Nous sommes à quelques jours de Noël et de l’arrivée en salle au Québec de Millénium 2 – La fille qui rêvait d’un bidon d’essence et d’une alumette,
film réalisé par Daniel Alfredson et mettant en vedette Noomi Rapace et
Michael Nykvist. Pour mieux comprendre comment les trois films de la
trilogie inspirée des romans de Stieg Larsson ont vu le jour,
Lebuzz.info a interviewé, en direct de Stockholm, le producteur des
films chez Yellow Bird Pictures, Sören Staermose.

Il est un peu plus de 14 heures, heure de Stockholm, lorsque nous
rejoignons Sören Staermose qui, bien qu’il soit en congé pour le temps
des fêtes, a accepté de bon gré de nous accorder une entrevue à la
veille de l’arrivée en salle du deuxième volet de la trilogie Millénium
(notre dossier).
La première question s’impose d’elle même: comment la maison de
production Yellow Bird en est-elle venue à faire l’acquisition des
droits d’adaptation cinématographique pour la trilogie de Stieg Larsson?

— Entrées d'un jeu de données —
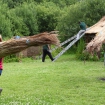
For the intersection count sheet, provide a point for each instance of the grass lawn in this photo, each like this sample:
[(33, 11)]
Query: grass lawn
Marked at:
[(63, 82)]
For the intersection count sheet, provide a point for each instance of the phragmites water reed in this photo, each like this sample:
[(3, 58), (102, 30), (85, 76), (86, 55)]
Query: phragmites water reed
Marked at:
[(96, 44), (13, 46), (98, 30)]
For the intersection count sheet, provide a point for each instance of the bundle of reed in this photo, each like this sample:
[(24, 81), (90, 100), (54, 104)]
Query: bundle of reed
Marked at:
[(13, 46), (96, 44)]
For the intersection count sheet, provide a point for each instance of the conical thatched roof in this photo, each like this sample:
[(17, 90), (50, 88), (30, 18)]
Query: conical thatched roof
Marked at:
[(98, 29)]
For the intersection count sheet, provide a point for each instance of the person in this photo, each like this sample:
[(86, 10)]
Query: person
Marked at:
[(83, 27), (46, 51), (1, 63)]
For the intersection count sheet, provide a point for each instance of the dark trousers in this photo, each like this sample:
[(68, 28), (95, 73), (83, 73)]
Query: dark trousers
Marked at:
[(46, 52)]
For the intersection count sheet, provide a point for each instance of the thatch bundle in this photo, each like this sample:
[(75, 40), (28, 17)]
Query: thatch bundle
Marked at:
[(96, 44), (13, 46), (99, 30)]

— CONSIGNE —
Poursuivez, s'il vous plaît, l'article sur l'entrevue avec le producteur de la trilogie Millénium à partir de sa dernière phrase.

— RÉSULTAT DE L'EXERCICE —
«Au début de 2005, peu de temps après le décès de Stieg Larsson,
nous avons eu l’occasion de lire les manuscrits des livres avant qu’ils
ne soient publiés, que Yellow Bird a eu un premier contact avec
l’éditeur, Norstedts Publishing, à Stockholm» explique Sören Staermose.

L’auteur, Stieg Larsson, est décédé subitement d’une crise cardiaque,
le 9 novembre 2004, à l’âge de 50 ans. «Évidemment, nous n’étions pas
les seuls qui avons pu découvrir ces nouveaux et passionnants
personnages dans l’univers des romans policiers, poursuit-il, car il y
avait d’autres producteurs de films et d’autres chaînes de télévision
en Suède qui avaient eu vent de l’information à propos de l’éditeur. On
était donc en compétition. Nous avons négocié, et cela a duré très
longtemps avant d’en arriver à une entente définitive. Nous sommes
arrivés à une entente préliminaire en 2005, en août je crois, et nous
avons signé l’entente définitive en 2006.»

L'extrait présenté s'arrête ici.